Work to complete »
Starting at the line that contains "Where can the golden", copy each line through the end of the listing below. Include both ends and output nothing more.

=== Dataset content ===

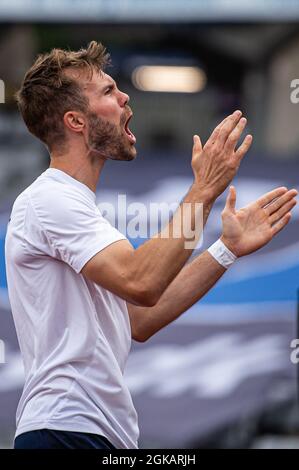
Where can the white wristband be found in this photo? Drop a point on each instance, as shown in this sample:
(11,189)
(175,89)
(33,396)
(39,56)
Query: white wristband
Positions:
(222,254)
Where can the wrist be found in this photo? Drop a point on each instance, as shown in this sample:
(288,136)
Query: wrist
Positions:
(230,246)
(222,254)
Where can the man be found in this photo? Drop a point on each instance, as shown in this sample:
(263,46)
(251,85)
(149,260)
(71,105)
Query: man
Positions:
(78,290)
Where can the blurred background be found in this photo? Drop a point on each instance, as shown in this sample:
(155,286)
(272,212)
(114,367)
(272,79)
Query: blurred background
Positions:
(221,375)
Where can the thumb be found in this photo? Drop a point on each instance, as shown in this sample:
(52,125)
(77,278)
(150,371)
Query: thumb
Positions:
(231,199)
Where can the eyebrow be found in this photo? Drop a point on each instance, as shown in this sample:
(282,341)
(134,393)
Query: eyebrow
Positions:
(110,84)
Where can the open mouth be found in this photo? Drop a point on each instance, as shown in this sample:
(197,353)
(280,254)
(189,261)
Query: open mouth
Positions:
(130,134)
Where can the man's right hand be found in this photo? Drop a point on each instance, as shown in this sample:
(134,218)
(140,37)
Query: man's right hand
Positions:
(215,165)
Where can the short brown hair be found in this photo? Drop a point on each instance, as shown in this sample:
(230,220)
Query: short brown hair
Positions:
(47,92)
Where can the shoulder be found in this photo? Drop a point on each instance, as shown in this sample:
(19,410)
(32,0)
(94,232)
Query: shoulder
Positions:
(57,201)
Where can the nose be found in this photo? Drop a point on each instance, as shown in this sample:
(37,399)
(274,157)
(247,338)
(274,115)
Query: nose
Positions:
(124,99)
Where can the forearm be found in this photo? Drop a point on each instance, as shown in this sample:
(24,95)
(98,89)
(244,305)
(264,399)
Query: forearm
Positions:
(162,257)
(190,285)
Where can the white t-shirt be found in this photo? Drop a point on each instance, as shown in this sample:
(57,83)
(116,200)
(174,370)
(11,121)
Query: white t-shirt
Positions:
(74,335)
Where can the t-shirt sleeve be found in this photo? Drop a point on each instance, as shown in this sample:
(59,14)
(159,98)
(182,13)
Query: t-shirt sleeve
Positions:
(73,226)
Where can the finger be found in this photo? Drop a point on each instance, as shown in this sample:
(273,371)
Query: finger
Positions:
(197,146)
(215,134)
(244,147)
(287,207)
(281,224)
(268,197)
(231,199)
(279,202)
(228,127)
(235,135)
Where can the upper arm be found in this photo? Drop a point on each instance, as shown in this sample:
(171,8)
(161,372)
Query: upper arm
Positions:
(115,269)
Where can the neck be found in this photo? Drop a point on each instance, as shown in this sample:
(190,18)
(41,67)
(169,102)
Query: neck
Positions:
(84,168)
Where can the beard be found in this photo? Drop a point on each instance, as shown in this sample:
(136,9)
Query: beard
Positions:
(109,140)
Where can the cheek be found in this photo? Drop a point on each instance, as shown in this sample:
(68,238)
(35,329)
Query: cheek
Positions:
(109,111)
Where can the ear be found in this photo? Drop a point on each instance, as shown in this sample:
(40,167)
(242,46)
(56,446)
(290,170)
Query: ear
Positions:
(74,121)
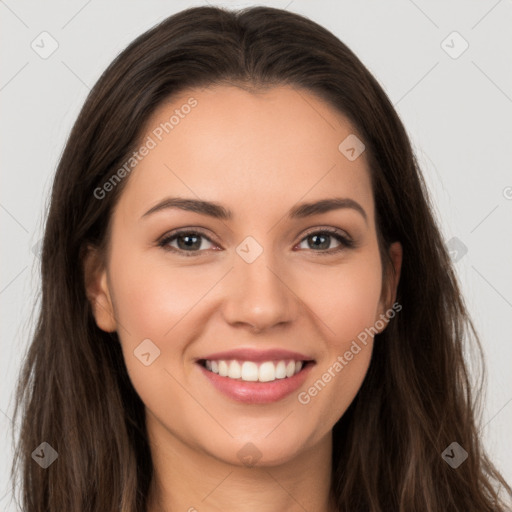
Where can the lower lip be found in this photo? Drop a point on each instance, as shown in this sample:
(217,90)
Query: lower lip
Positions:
(257,392)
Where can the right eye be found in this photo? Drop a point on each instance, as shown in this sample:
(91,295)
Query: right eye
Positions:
(185,240)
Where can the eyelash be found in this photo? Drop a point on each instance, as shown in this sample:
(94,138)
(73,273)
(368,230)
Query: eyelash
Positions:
(346,243)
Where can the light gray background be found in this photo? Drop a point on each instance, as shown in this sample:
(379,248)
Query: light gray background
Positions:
(456,110)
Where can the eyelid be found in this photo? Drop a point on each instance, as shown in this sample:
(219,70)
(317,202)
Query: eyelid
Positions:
(346,241)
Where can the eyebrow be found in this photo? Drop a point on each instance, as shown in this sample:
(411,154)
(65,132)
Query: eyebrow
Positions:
(218,211)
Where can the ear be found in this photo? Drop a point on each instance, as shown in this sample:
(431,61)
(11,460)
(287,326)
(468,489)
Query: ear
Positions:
(97,289)
(392,278)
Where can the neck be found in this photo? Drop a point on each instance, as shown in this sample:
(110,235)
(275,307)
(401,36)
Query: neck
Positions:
(185,479)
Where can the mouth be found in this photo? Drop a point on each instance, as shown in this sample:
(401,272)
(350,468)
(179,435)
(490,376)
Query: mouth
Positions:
(251,382)
(252,371)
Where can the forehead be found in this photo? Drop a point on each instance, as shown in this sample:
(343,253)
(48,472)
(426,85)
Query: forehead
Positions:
(248,150)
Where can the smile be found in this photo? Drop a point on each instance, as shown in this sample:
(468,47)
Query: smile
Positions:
(250,371)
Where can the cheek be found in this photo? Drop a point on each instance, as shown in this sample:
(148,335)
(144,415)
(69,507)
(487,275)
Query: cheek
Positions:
(345,299)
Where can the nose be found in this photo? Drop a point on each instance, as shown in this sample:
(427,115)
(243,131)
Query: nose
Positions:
(259,295)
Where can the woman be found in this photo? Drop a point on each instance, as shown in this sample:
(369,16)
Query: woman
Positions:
(246,300)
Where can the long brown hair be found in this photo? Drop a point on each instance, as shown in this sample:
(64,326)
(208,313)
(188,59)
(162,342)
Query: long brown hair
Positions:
(417,398)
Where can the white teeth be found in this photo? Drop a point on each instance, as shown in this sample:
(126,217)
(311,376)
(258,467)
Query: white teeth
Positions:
(281,370)
(235,370)
(223,368)
(267,372)
(249,371)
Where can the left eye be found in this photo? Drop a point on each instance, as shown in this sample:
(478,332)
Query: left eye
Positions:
(190,242)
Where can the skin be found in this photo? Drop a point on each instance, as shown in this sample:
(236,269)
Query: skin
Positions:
(242,150)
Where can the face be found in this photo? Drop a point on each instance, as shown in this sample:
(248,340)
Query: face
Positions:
(280,291)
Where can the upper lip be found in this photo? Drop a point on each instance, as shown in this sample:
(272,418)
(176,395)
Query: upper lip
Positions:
(257,355)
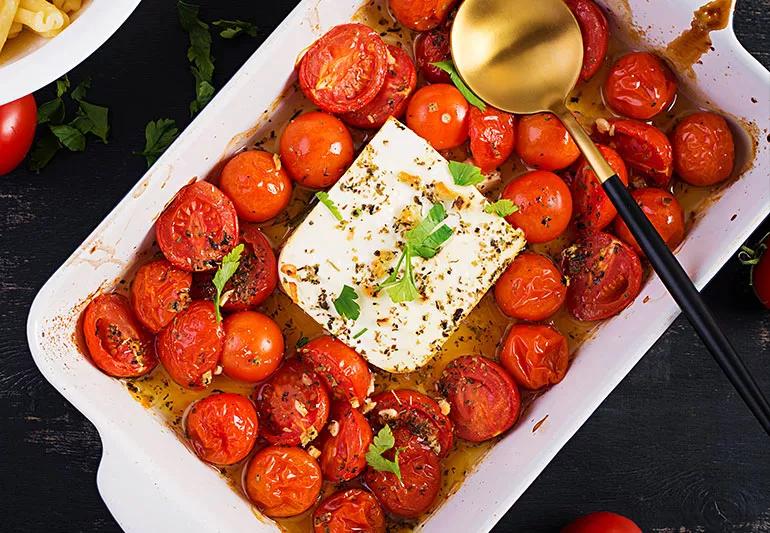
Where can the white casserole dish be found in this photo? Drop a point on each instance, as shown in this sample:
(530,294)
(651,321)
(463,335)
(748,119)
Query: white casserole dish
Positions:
(149,480)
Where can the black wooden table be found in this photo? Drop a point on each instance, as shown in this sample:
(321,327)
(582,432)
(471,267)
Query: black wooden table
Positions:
(673,447)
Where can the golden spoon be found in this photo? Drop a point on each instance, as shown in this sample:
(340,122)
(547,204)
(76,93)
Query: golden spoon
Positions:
(525,56)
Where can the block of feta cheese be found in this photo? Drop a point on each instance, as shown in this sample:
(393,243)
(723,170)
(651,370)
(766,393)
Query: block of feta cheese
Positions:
(388,190)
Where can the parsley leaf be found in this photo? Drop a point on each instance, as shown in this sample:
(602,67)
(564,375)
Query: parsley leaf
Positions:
(229,265)
(449,68)
(381,443)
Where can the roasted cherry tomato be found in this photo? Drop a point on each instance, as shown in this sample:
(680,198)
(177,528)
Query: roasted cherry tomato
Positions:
(259,188)
(191,345)
(345,69)
(593,208)
(544,202)
(392,99)
(642,147)
(493,137)
(484,399)
(596,34)
(222,428)
(283,481)
(639,86)
(543,142)
(197,229)
(345,443)
(316,149)
(293,405)
(421,15)
(342,370)
(665,213)
(349,511)
(18,120)
(116,341)
(417,413)
(253,347)
(159,291)
(605,276)
(536,356)
(531,288)
(420,477)
(602,522)
(439,114)
(704,150)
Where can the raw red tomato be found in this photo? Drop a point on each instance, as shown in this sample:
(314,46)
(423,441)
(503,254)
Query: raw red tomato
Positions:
(605,276)
(341,369)
(253,347)
(391,101)
(349,511)
(418,414)
(18,120)
(293,405)
(593,208)
(159,291)
(420,478)
(642,147)
(704,150)
(544,202)
(439,114)
(602,522)
(283,481)
(345,69)
(665,213)
(197,229)
(532,288)
(222,428)
(596,33)
(639,86)
(259,188)
(347,439)
(492,137)
(421,15)
(191,345)
(536,356)
(116,341)
(543,142)
(485,401)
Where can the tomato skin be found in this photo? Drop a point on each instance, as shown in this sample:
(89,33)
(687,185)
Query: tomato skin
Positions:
(257,185)
(282,481)
(344,69)
(704,150)
(198,228)
(190,346)
(343,454)
(340,368)
(108,324)
(594,210)
(391,101)
(349,511)
(18,121)
(545,205)
(277,401)
(493,137)
(253,347)
(605,276)
(532,288)
(222,428)
(439,114)
(543,142)
(663,210)
(535,355)
(595,29)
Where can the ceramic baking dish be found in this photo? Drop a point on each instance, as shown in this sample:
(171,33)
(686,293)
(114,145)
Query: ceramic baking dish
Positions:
(147,477)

===

Exercise response »
Where can the golden spoon be found in this photo? Drop a point on each instance, as shown in this sample:
(340,122)
(547,204)
(76,93)
Query: golden spoon
Positions:
(525,56)
Where can the block of feta cheese be found in this photo? Drop a point on each instance, as shown in this sample:
(393,243)
(723,170)
(651,370)
(766,393)
Query: block of feta cheese
Positions:
(388,190)
Where can the parsley leaf be found in this photo? Drop a point on each instance, as shown in this sample:
(602,67)
(564,375)
Query: parsley leaf
Positions:
(229,265)
(449,68)
(381,443)
Where can the roasted cherry tomato be found in this photo? Drop a point on each instance, as shown in this sample:
(680,198)
(177,528)
Query: roasted cherry tomato
Positions:
(259,188)
(191,345)
(345,69)
(593,208)
(544,202)
(392,99)
(642,147)
(493,137)
(484,399)
(596,34)
(222,428)
(283,481)
(639,86)
(543,142)
(197,229)
(345,443)
(316,149)
(293,405)
(421,15)
(342,370)
(665,213)
(349,511)
(18,120)
(116,341)
(417,413)
(253,347)
(159,291)
(605,276)
(536,356)
(531,288)
(420,477)
(602,522)
(439,114)
(704,150)
Where can the raw red tomato be found in this photo? Drop a point on each instance, as shown in this sample:
(314,46)
(423,441)
(503,254)
Query: raw red tomato
Positions:
(605,276)
(341,369)
(253,347)
(391,101)
(349,511)
(418,414)
(18,120)
(293,405)
(593,208)
(159,291)
(420,478)
(642,147)
(704,150)
(544,202)
(439,114)
(602,522)
(283,481)
(345,69)
(665,213)
(197,229)
(532,288)
(222,428)
(596,33)
(639,86)
(259,188)
(347,439)
(492,137)
(421,15)
(191,345)
(536,356)
(116,341)
(543,142)
(485,401)
Where can the tomato skin be found in this photo? Drop a point on each instance, as shown in this sample:
(89,33)
(687,185)
Query: tomato skin
Positions:
(257,185)
(282,481)
(344,69)
(704,150)
(198,228)
(190,346)
(343,454)
(340,368)
(108,324)
(594,210)
(391,101)
(349,511)
(18,121)
(545,205)
(277,401)
(493,137)
(253,347)
(605,276)
(532,288)
(222,428)
(439,114)
(543,142)
(663,210)
(535,355)
(595,29)
Where can the ceramic baking dish be found in this photo? Drop a point on each instance, as shown in this sample:
(171,33)
(686,293)
(114,145)
Query: ceramic baking dish
Positions:
(147,477)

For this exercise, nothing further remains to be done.